TASK INSTRUCTIONS. The records below are to be repeated in full, exactly as they are.

───

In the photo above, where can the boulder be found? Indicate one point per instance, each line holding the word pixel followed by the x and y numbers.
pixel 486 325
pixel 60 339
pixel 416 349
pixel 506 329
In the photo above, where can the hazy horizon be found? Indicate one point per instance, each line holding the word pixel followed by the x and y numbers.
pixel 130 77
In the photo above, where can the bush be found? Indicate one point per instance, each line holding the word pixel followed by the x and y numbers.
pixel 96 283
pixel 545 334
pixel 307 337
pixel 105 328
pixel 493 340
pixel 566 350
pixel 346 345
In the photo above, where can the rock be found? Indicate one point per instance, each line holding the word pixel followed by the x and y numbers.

───

SOLUTION TO THIS PROBLEM.
In the photo above, where can the boulder be found? Indicate one point per instance, each line holding the word pixel followed by the x and y numbers.
pixel 486 325
pixel 60 339
pixel 416 349
pixel 506 329
In the photo above, where can the hazy horizon be found? Indicate one point per instance, each line holding the word pixel followed by the x and y numbers.
pixel 130 77
In the photo above, where can the bush be found? Indicate one point per instance, each line holding the word pixel followed by the x and y numbers.
pixel 96 283
pixel 545 334
pixel 307 337
pixel 105 328
pixel 493 340
pixel 566 350
pixel 346 345
In the photo above, where can the rock be found? Indicate one point per instance, each line holding the word pixel followed by the x and y numbers.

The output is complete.